» **Exercise brief**: Rewrite the data below as a Markdown table with two columns, Row and Text: number each line in Row and put the line itself in Text. Skip any blank lines.
↓
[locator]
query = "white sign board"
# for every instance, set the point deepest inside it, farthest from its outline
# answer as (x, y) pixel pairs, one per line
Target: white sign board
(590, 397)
↑
» **Exercise answer**:
| Row | Text |
|---|---|
| 1 | [locator] |
| 2 | query = "white sign board" |
| 3 | # for every instance, set the point deepest inside it, farthest from its outline |
| 4 | # answer as (x, y) pixel pairs, one per line |
| 5 | Target: white sign board |
| 6 | (590, 397) |